» Excerto da fonte

O consentimento do titular dos dados (n.º 1, alínea a) e 5.º, n.º 1, da Lei 41/2004, de 18 de Agosto), está afastado pelo pedido específico de confidencialidade[2].
Nos termos do n.º 1, alínea c), o tratamento é lícito se for necessário para o cumprimento de uma obrigação jurídica a que o responsável pelo tratamento esteja sujeito. No que ao caso diz respeito, poderia concluir-se que o tratamento é lícito uma vez que a Vodafone, responsável pelo tratamento, está obrigada a cooperar com o tribunal nos termos do artigo 417.º, n.º 1, do Código de Processo Civil, já citado.
Ora, nos termos do n.º 3, alínea b), o direito do Estado-Membro define o fundamento jurídico para o tratamento referido no n.º 1, alíneas c) e e), definição que o regime jurídico português faz em diversos lugares nomeadamente no artigo 417.º, n.º 1.
O ponto é saber se se verifica alguma das exclusões dessa obrigação, o que nos devolve ao artigo 417.º, n.º 3, do Código de Processo Civil.
Invoca a Vodafone o regime decorrente do artigo 34.º, n.º 4, da Constituição da República Portuguesa, que restringe o acesso aos processos de natureza criminal, e do artigo 4.º, n.º 1, da Lei 41/2004, como contrariando a obrigação que decorreria da leitura isolada do artigo 417.º, do Código de Processo Civil. Entende que de tais normas decorre ser a situação de dever de sigilo de telecomunicações e de dever de sigilo profissional.
4.–Lembremos que o artigo 34.º, n.º 4, já transcrito, proíbe toda a ingerência das autoridades públicas na correspondência, nas telecomunicações e nos demais meios de comunicação, salvos os casos previstos na lei em matéria de processo criminal.

» Extrato de dados
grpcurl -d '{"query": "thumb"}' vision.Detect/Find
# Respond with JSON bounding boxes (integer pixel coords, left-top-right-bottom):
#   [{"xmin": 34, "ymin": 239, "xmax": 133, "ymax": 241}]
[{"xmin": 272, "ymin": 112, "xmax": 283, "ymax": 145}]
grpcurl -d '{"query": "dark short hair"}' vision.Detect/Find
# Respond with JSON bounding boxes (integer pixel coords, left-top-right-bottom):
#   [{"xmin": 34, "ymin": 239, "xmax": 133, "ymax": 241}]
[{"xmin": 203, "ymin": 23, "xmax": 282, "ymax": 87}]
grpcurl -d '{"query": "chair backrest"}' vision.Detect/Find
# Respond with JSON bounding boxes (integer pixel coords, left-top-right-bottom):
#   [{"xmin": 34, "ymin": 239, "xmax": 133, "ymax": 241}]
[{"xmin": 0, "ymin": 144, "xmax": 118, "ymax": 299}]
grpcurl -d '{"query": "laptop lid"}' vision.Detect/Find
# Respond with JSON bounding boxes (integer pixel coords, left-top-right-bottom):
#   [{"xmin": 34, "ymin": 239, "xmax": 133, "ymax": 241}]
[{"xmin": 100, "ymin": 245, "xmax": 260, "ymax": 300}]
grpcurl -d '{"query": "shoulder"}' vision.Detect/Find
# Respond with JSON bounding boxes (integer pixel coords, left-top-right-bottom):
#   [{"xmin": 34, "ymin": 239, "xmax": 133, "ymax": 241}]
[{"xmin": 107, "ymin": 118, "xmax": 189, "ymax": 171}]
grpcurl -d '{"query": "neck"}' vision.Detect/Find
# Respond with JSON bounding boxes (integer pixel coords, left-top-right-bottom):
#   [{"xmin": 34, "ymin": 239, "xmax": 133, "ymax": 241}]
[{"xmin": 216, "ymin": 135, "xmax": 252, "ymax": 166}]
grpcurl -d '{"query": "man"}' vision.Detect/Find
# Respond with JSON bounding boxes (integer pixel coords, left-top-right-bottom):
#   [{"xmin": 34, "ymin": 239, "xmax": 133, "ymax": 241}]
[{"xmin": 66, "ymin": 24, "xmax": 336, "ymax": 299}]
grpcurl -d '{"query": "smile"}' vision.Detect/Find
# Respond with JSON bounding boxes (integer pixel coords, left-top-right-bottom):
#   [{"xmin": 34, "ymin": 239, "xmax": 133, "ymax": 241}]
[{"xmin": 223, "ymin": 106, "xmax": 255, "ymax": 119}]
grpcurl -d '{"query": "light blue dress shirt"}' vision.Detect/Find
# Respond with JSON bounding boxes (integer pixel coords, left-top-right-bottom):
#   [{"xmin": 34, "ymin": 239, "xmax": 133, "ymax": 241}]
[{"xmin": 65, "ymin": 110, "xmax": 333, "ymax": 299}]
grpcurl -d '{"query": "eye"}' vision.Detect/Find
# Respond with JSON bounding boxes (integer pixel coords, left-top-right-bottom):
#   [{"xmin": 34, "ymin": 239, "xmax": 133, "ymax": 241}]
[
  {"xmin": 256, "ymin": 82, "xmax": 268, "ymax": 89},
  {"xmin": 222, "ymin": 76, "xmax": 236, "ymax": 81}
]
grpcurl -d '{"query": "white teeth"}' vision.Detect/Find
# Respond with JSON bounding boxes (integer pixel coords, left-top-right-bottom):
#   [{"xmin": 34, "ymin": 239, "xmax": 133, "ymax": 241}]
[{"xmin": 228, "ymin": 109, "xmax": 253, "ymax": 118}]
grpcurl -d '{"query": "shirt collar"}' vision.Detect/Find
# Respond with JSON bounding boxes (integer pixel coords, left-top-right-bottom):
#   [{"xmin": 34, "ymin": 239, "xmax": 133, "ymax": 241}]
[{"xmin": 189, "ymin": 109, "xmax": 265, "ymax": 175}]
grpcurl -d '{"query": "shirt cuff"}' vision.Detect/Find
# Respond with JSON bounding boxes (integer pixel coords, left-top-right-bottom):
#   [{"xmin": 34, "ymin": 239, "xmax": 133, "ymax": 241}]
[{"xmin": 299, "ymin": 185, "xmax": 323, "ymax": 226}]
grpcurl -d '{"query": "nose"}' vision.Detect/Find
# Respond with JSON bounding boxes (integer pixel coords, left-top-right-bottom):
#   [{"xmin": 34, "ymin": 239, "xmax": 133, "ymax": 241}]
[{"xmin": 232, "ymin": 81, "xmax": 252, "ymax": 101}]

» Lista de tarefas
#1 Consegue reescrever em forma de lista, sem perder os factos principais, o parágrafo do excerto da fonte que começa por «Invoca a Vodafone o regime»?
#2 Qual seria a continuação do excerto da fonte a partir da última frase apresentada?

» As respostas
#1
- A Vodafone invoca o artigo 34.º, n.º 4, da Constituição da República Portuguesa, que restringe o acesso aos processos de natureza criminal.
- Invoca também o artigo 4.º, n.º 1, da Lei 41/2004.
- Considera que estas normas contrariam a obrigação que resultaria da leitura isolada do artigo 417.º do Código de Processo Civil.
- Entende que delas decorre, no caso, um dever de sigilo de telecomunicações e um dever de sigilo profissional.

#2
A autonomização do direito a não ingerência nas telecomunicações feita no direito português como acima dissemos, explicita a importância dada pelo legislador a este domínio da vida social e ao seu potencial de devassa, mas não o exclui do âmbito de protecção que é o seu: reserva da vida privada e correspondência.
Nestes como naquele, o bem jurídico protegido é a esfera de privacidade de uma pessoa face ao Estado e face às outras pessoas, no caso, no que respeita às comunicações que constituem a sua interacção pessoal e privada com terceiros[3]. Protege-se o direito a não ingerência nas telecomunicações que não é o mesmo que dizer, como veremos, que se protegem quaisquer dados detidos pelas empresas de telecomunicações em razão de terem contratado com o titular dos dados.
Distinção que encontramos transparente no voto lavrado pelo Conselheiro Henriques Gaspar no Parecer 16/94 de 7 de Julho, do Conselho Consultivo da PGR, ao distinguir entre elementos de base, elementos de comunicação e elementos de conteúdo[4]. A que o Parecer 21/2000, de 21 de Junho, já referido, denomina seguindo o parecer 16/94, complementar, de dados de base (os dados relativos à conexão à rede), dados de tráfego (funcionais necessários ao estabelecimento de uma ligação ou comunicação e os dados gerados pela utilização da rede(...)e dados de conteúdo (dados relativos ao conteúdo da comunicação ou da mensagem).
No primeiro caso estão em causa informações estranhas à própria comunicação em si mesma, referindo-se antes aos seus elementos de suporte técnico e de conexão, no segundo, elementos que se referem já à comunicação, mas não envolvem o seu conteúdo, como os que respeitam aos intervenientes ou à duração e/ou frequência, e no terceiro caso, os que se referem ao conteúdo mesmo da comunicação.
Distinção que, quanto às duas últimas sub-espécies, resulta hoje do artigo 2.º da Lei 41/2004: d)- «Dados de tráfego» quaisquer dados tratados para efeitos do envio de uma comunicação através de uma rede de comunicações eletrónicas ou para efeitos da faturação da mesma; e)- «Dados de localização» quaisquer dados tratados numa rede de comunicações eletrónicas ou no âmbito de um serviço de comunicações eletrónicas que indiquem a posição geográfica do equipamento terminal de um utilizador de um serviço de comunicações eletrónicas acessível ao público.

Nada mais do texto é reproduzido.